## TEKS HALAMAN
----------

TIMES SITUBONDO, SITUBONDO – Kebijakan pemerintah untuk menaikkan gaji dan tunjangan hakim, sebagaimana tertuang dalam Peraturan Pemerintah Nomor 44 Tahun 2024, telah menarik perhatian publik dari berbagai kalangan.
Langkah tersebut tidak hanya merepresentasikan bentuk perhatian negara terhadap kesejahteraan aparat peradilan, namun juga menandai suatu momen penting dalam dinamika hukum dan politik nasional.
Peningkatan gaji pokok dan tunjangan jabatan bagi para hakim terutama yang berada di lingkungan Mahkamah Agung mengandung makna yang jauh lebih luas dibandingkan sekadar kenaikan pendapatan.
Ia berbicara tentang bagaimana negara menempatkan peran hakim dalam kerangka demokrasi, keadilan, dan integritas sistem hukum. Dalam konteks ini, kebijakan tersebut patut dikaji tidak hanya dari sudut fiskal, tetapi juga dalam perspektif sosial dan politik.
Hakim sebagai Pilar Keadilan
Sebagai aktor sentral dalam proses peradilan, hakim memegang peranan krusial dalam memastikan tegaknya hukum yang adil dan tidak memihak. Oleh karena itu, kesejahteraan mereka seyogianya menjadi prioritas negara, bukan hanya sebagai bentuk penghargaan terhadap beban kerja dan tanggung jawab moral yang mereka emban, melainkan juga sebagai strategi untuk memperkuat integritas dan independensi peradilan.
Sayangnya, dalam lebih dari satu dekade terakhir, tidak terdapat penyesuaian signifikan terhadap hak keuangan hakim. Padahal, dalam kurun waktu yang sama, beban perkara meningkat secara drastis, terutama di pengadilan tingkat pertama. Banyak hakim harus bekerja hingga larut malam dengan jumlah perkara yang tidak sebanding dengan tenaga dan waktu yang tersedia.
Maka, ketika akhirnya pemerintah menyetujui peningkatan gaji hakim, hal tersebut tidak dapat dilihat sebagai pemberian semata, melainkan koreksi terhadap ketimpangan yang telah berlangsung terlalu lama.
Ekspektasi dan Kebutuhan Transparansi
Dari sisi sosial, kebijakan ini disambut dengan harapan besar. Publik menaruh ekspektasi bahwa kesejahteraan yang membaik akan berdampak positif pada kinerja dan integritas hakim. Hakim yang hidup layak diyakini lebih memiliki daya tahan terhadap tekanan eksternal, baik yang bersifat politis maupun ekonomis.

----------

## DAFTAR DATA
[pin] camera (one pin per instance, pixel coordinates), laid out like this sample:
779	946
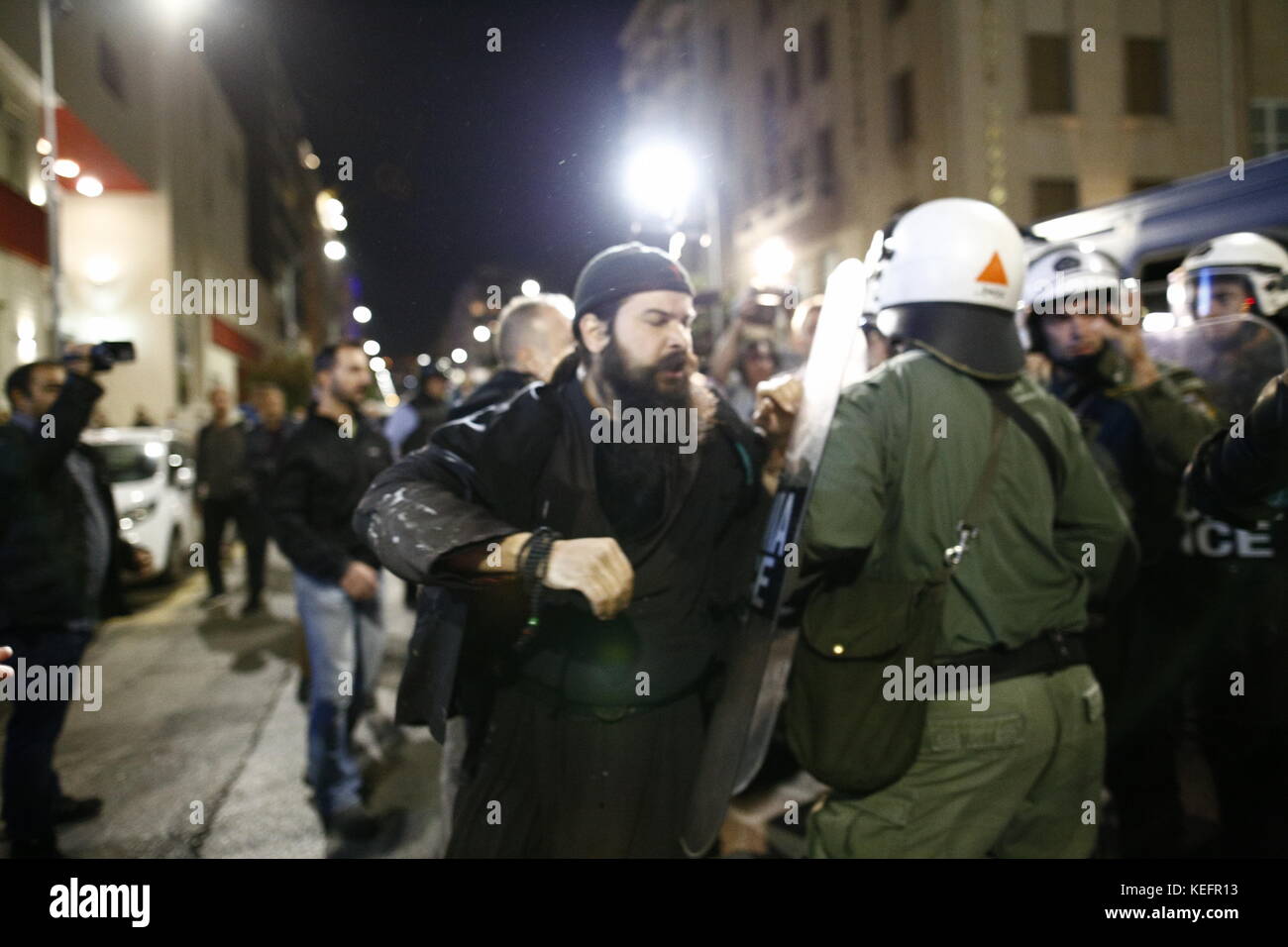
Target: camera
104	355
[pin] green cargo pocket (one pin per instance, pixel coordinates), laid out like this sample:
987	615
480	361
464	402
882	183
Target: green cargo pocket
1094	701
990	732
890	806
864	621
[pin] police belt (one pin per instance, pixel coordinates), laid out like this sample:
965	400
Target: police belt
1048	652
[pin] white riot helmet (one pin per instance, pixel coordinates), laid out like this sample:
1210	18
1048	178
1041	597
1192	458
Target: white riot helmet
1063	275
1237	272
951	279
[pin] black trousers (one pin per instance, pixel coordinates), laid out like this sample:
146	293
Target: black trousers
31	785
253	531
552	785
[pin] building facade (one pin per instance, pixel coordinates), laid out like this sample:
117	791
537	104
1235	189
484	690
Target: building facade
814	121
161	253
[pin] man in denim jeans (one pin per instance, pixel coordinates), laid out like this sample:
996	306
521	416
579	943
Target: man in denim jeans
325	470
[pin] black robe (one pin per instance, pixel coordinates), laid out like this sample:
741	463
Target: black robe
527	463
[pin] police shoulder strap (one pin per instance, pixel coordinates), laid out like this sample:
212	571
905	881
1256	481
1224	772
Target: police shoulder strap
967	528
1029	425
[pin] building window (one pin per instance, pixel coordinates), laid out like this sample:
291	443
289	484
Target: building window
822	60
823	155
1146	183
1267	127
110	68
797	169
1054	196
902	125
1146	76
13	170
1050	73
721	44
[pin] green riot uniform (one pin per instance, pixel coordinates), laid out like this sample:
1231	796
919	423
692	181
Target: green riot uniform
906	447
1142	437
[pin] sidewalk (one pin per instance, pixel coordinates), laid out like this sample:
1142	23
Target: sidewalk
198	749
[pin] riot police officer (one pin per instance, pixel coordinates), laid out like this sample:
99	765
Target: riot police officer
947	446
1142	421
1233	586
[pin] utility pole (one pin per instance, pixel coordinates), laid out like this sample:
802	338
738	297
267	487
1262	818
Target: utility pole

----------

## SOAL SINGKAT 1
Dalam teks tentang kenaikan gaji hakim, peraturan apa yang memuat kebijakan kenaikan gaji dan tunjangan hakim?
## SOAL SINGKAT 2
Lanjutkan teks tentang kenaikan gaji hakim mulai setelah kalimat terakhirnya.

## HASIL TUGAS 1
Peraturan Pemerintah Nomor 44 Tahun 2024.

## HASIL TUGAS 2
Namun, seiring dengan harapan itu, muncul pula kebutuhan untuk memperkuat transparansi dalam sistem peradilan. Peningkatan kesejahteraan seyogianya diikuti oleh penguatan mekanisme akuntabilitas.
Masyarakat perlu diyakinkan bahwa setiap putusan yang diambil benar-benar mencerminkan keadilan substantif, bukan semata interpretasi normatif yang kering dari nilai-nilai kemanusiaan.
Dengan kata lain, gaji hakim yang lebih tinggi perlu dikawal oleh standar etik yang lebih tinggi pula. Penilaian kinerja, pelaporan harta kekayaan, dan publikasi putusan secara terbuka harus menjadi bagian dari upaya kolektif dalam membangun kepercayaan publik terhadap lembaga peradilan.
Menakar Independensi dan Persepsi Publik
Kenaikan gaji hakim juga tak luput dari pembacaan politik. Fakta bahwa kebijakan ini keluar menjelang pergantian pemerintahan menimbulkan berbagai spekulasi mengenai motif dan kalkulasi politik yang menyertainya. Namun, yang lebih penting dari soal waktu adalah arah dan dampaknya terhadap relasi kekuasaan di dalam sistem hukum.
Dengan penghasilan yang lebih baik, para hakim diharapkan mampu menjaga jarak dari kepentingan politis dan ekonomi yang kerap kali menyusup dalam proses peradilan.
Ini menjadi penting terutama pada masa-masa krusial, seperti sengketa pemilu, perkara korupsi yang melibatkan tokoh publik, atau perkara konstitusional yang berdampak luas.
Namun demikian, independensi hakim tidak akan terwujud hanya melalui kebijakan remunerasi. Ia juga memerlukan komitmen moral, pembinaan etik yang berkelanjutan, serta perlindungan dari intervensi institusional.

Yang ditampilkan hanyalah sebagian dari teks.